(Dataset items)
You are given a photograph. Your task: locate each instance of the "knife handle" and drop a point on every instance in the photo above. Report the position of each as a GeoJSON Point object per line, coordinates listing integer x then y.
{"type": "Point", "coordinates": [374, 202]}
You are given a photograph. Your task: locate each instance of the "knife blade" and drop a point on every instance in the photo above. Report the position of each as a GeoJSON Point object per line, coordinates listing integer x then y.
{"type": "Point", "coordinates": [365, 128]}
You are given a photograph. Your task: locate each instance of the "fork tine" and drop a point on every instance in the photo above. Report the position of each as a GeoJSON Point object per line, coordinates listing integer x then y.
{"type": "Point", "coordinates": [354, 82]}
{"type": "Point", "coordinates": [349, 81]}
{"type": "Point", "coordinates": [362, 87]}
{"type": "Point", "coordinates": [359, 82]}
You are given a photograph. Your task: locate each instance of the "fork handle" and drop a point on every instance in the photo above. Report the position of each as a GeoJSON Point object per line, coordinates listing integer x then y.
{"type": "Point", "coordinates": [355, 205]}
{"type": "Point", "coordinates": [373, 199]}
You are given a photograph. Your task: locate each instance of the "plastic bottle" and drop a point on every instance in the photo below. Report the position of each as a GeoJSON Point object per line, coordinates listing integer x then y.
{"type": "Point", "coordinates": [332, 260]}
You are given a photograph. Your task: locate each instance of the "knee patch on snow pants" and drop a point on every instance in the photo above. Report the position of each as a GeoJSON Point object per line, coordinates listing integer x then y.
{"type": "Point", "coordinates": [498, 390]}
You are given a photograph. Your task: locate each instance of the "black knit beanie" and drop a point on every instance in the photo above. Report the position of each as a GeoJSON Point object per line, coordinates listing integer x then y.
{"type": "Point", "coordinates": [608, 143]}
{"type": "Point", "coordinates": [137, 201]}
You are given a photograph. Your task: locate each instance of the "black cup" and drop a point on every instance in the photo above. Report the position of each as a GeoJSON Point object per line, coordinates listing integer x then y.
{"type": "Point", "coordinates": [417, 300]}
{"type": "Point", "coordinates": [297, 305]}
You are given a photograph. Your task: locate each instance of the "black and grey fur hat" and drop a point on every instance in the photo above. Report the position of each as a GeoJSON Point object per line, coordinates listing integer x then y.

Your objective ->
Your job is to reproduce the data in full, with every line intact.

Solution to the exercise ->
You are given a photograph. Your task: locate each instance of the "knife handle" and drop a point on every instance in the photo above. Report the position of each as a GeoJSON Point object per line, coordinates listing integer x then y.
{"type": "Point", "coordinates": [374, 202]}
You are given a photograph. Your task: locate each instance of the "knife blade" and drop a point on every instance in the photo above. Report the position of each as a GeoJSON Point object per line, coordinates listing integer x then y.
{"type": "Point", "coordinates": [365, 128]}
You are given a photograph. Your task: locate each instance of the "fork tine" and drop a point on every instance in the photo above. Report the position of each as a GeoJSON Point object per line, coordinates listing integer x then y.
{"type": "Point", "coordinates": [354, 82]}
{"type": "Point", "coordinates": [349, 81]}
{"type": "Point", "coordinates": [362, 87]}
{"type": "Point", "coordinates": [359, 82]}
You are given a photograph. Your task: locate each instance of the "fork handle" and drop a point on every instance in the photo above. Report the position of each as a GeoJSON Point object per line, coordinates listing integer x then y.
{"type": "Point", "coordinates": [355, 205]}
{"type": "Point", "coordinates": [373, 199]}
You are given a photograph. Your task: locate each instance of the "plastic bottle" and drop a point on every instance in the photo below. Report the position of each as a GeoJSON Point object per line, coordinates listing integer x then y.
{"type": "Point", "coordinates": [332, 260]}
You are given a photograph. Your task: locate each instance of the "knee patch on snow pants" and drop a point on every instance in the photo above. Report the position of each as a GeoJSON Point object per line, coordinates listing integer x then y.
{"type": "Point", "coordinates": [498, 390]}
You are given a photograph. Your task: locate each instance of the "black knit beanie" and drop a point on every instance in the photo above. Report the position of each as a GeoJSON Point object per line, coordinates listing integer x then y.
{"type": "Point", "coordinates": [608, 143]}
{"type": "Point", "coordinates": [137, 201]}
You are given a photograph. Your task: locate each instance of the "black cup" and drop a point on every instance in the photo above. Report the position of each as a GeoJSON Point object per line, coordinates listing integer x then y.
{"type": "Point", "coordinates": [417, 300]}
{"type": "Point", "coordinates": [297, 305]}
You are given a photograph. Your task: locate each instance of the "black and grey fur hat" and drop a point on every instance in the photo above. Report the position of each as a GeoJSON Point object per line, coordinates listing integer x then y.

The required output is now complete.